DOCUMENT EXTRACT:
== Segment start ==

And here’s Blackie on Bobby Layne, connoisseur of the forward pass and single malt Scotch whiskey:
 
“After a late night of heavy research with scholarly friends, Bobby was driving back to his hotel, innocently enough, when he was sideswiped by several empty cars lurking at curbside.”
 
I don’t suggest you try shoe-horning either of those wonderful passages into a 140-character Tweet.
 
Blackie and Red and Jim Murray never had to Tweet, or blog, or tape video commentary, or update a Facebook page. I didn’t either, and thank God for that. I am NOT their equal but I am so flattered to be up on the porch with them, if only for a day.
 
Like them, I am of a different, earlier and perhaps better era. In any case, I have no doubt that it was easier in my time than it is now. I ran a sports department and wrote my last newspaper sports column nearly 20 years ago, and it’s enough for me that some people remember I was here.
 
I have a two-part conclusion.
 
First, I want you to consider something Red Smith said in Jerome Holtzman’s “No Cheering In The Press Box,” a fine oral history of sports writing and sports writers in the first 60 years of the 20th century.
Red said, “Sports constitute a valid part of our culture, our civilization, and keeping people informed and, if possible, a little entertained about sports is not an entirely useless thing.”
 
Hmm, “not entirely useless.” That’s not exactly a ringing endorsement of the importance of sports journalism, but I figured if it was good enough for Red Smith, it was good enough for me.
 
Second, given that we’re meeting at a time when the news business is terribly unsettled, I’m reminded of a story from 29 years ago. It’s from a commencement speech by a good friend who died 11 years ago. He was three-time Pulitzer Prize winning editorial cartoonist Jeff MacNelly of the Richmond News Leader. He was addressing the 1982 graduating class of the Medical College of Virginia Medical School in Richmond.
 
At the end of his talk, Jeff spoke of a bar conversation he had with an Army top sergeant who was a jump master for the 82nd Airborne at Fort Bragg in Fayetteville, N.C. After his third beer, Jeff found the chutzpah necessary to ask the sergeant a question that had been on his mind for several minutes. The question was: “What do you tell your troops to do if the parachute doesn’t open?”
 
The sergeant thought for a moment and replied, “When the chute don’t open, there are two kinds of people. You have your screamers…and you have your flappers.”
 
Given the state of the news business today, I hope NONE of you are screamers, and ALL of you are flappers.

== Segment end ==

(Photo-based referring expression data)
== Segment start ==

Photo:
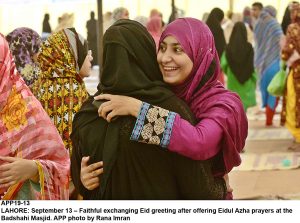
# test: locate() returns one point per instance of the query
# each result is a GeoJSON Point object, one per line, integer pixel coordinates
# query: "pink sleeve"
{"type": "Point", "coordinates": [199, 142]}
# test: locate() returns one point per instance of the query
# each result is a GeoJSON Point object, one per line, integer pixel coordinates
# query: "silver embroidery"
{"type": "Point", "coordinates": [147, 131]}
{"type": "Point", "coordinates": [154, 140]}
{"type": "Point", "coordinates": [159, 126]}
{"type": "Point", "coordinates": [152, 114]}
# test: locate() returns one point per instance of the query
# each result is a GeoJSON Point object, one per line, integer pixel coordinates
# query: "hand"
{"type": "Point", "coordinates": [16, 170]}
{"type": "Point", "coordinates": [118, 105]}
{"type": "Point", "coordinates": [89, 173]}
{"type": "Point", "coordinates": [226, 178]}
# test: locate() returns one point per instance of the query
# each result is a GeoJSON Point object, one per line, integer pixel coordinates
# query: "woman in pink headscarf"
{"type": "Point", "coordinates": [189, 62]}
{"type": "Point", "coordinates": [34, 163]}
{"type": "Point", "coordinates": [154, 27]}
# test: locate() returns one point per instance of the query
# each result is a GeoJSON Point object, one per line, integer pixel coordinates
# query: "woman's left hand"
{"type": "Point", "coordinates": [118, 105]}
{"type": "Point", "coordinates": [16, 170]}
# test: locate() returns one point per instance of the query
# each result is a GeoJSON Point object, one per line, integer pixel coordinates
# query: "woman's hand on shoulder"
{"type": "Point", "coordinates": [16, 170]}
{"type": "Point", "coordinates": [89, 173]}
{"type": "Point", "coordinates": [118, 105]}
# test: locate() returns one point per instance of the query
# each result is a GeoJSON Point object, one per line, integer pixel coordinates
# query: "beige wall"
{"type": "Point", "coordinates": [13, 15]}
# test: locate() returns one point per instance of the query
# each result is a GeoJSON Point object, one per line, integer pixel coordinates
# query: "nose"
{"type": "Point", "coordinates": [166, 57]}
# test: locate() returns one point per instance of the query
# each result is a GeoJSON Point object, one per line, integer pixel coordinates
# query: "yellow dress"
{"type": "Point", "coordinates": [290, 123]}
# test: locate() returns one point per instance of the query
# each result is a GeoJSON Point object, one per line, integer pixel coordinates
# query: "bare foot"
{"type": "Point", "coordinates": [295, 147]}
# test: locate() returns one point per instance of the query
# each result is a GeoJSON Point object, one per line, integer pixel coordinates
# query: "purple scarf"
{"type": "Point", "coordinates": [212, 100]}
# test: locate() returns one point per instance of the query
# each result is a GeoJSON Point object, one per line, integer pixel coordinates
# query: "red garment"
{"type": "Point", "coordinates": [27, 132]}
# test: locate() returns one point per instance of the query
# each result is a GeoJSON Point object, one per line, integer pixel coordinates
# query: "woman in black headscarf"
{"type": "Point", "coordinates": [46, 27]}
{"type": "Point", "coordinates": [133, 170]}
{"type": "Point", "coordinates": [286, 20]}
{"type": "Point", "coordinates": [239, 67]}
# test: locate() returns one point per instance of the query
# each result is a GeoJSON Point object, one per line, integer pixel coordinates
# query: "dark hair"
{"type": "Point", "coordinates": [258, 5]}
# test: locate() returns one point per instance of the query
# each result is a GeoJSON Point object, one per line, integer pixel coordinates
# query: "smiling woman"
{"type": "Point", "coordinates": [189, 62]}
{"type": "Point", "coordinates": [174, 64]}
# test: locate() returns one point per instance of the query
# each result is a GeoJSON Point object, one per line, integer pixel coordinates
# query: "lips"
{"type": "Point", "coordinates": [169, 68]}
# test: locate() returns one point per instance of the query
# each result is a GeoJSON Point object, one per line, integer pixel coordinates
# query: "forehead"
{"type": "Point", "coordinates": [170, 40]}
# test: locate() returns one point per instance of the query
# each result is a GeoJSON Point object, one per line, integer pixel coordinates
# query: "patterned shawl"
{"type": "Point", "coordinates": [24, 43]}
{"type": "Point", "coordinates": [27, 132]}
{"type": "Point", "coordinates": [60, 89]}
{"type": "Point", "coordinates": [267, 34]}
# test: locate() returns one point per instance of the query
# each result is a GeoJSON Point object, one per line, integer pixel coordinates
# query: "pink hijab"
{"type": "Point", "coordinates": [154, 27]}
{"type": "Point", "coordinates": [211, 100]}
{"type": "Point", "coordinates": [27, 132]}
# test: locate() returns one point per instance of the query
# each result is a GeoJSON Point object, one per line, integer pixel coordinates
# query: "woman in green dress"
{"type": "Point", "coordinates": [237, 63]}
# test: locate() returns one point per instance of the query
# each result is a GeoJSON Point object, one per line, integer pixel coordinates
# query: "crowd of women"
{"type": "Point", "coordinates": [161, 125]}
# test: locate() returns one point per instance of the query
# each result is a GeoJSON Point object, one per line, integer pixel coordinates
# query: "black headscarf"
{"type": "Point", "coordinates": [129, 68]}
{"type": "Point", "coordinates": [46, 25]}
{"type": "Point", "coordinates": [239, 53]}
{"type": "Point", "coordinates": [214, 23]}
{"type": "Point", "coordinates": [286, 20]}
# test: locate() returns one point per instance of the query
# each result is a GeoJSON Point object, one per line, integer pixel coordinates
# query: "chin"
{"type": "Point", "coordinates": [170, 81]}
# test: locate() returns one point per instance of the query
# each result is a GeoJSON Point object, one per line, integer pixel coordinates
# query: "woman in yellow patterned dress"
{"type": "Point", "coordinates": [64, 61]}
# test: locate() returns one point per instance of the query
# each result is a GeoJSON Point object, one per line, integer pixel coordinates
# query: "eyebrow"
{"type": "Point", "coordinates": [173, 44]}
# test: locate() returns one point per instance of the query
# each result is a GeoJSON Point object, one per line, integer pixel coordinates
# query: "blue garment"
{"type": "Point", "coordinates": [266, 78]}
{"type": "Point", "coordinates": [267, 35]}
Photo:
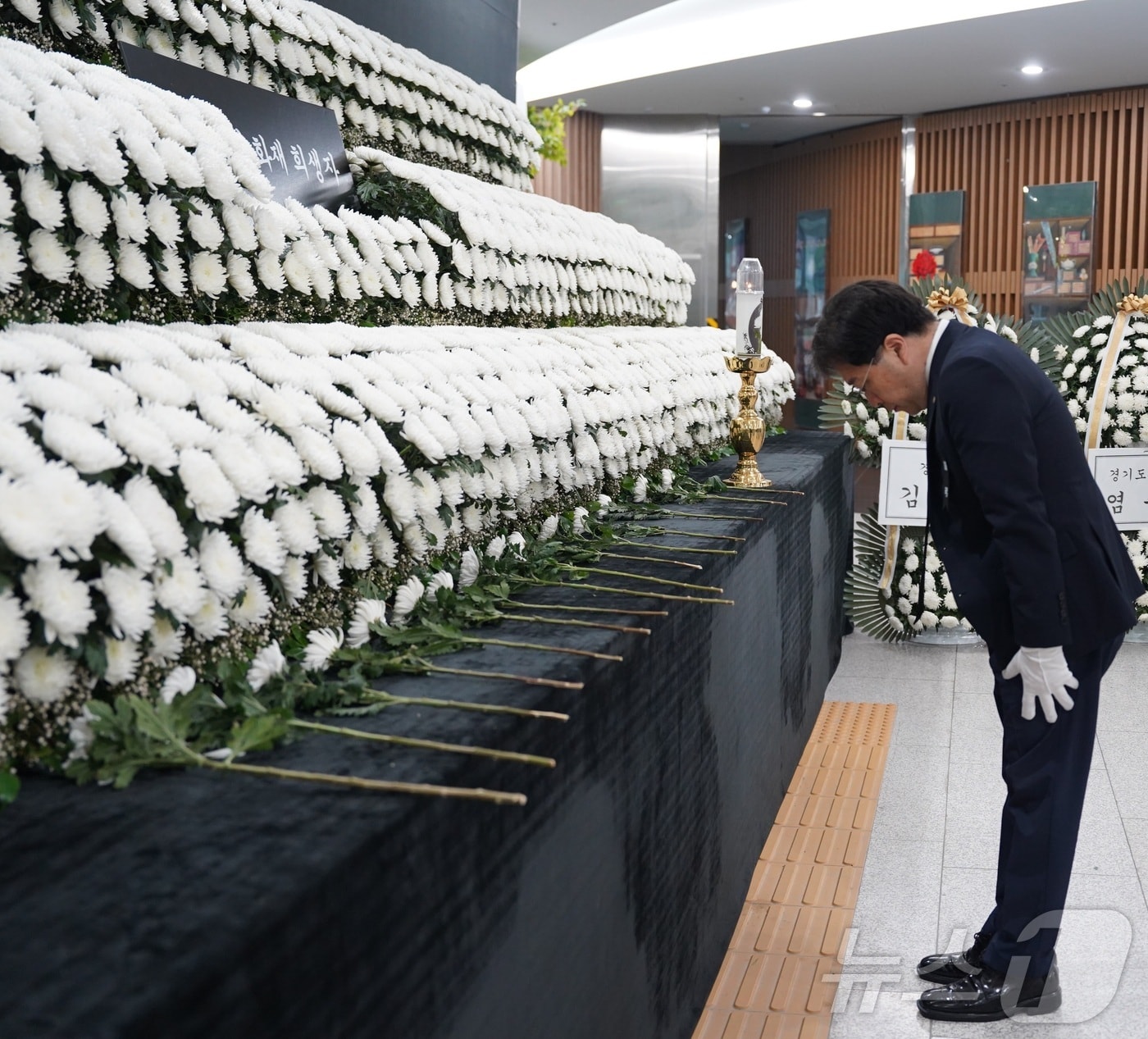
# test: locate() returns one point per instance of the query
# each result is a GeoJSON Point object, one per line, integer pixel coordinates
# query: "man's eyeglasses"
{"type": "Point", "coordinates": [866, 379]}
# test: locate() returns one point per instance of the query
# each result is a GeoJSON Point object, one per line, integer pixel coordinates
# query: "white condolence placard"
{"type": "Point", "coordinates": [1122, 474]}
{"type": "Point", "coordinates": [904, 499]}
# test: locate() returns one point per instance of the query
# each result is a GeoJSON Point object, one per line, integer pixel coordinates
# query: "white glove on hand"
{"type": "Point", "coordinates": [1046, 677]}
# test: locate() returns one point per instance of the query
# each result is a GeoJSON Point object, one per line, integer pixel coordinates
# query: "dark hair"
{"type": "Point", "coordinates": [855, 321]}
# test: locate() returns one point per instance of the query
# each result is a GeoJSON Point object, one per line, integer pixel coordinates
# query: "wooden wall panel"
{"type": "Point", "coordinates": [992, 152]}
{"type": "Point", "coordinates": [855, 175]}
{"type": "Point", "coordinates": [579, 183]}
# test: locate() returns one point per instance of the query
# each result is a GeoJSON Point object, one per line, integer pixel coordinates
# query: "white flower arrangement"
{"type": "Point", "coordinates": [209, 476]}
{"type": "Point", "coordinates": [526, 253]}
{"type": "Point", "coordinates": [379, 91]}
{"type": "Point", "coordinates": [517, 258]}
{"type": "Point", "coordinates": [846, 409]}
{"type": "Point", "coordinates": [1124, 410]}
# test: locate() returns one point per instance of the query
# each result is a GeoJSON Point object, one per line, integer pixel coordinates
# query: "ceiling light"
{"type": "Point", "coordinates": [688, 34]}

== Segment end ==

SET OF TASKS:
[a] According to the speech excerpt on sports writing, which newspaper employed the editorial cartoonist Jeff MacNelly?
[b] Duplicate the stretch of the speech excerpt on sports writing from "Like them, I" through "I was here.".

WRITTEN ANSWERS:
[a] The Richmond News Leader.

[b]
Like them, I am of a different, earlier and perhaps better era. In any case, I have no doubt that it was easier in my time than it is now. I ran a sports department and wrote my last newspaper sports column nearly 20 years ago, and it’s enough for me that some people remember I was here.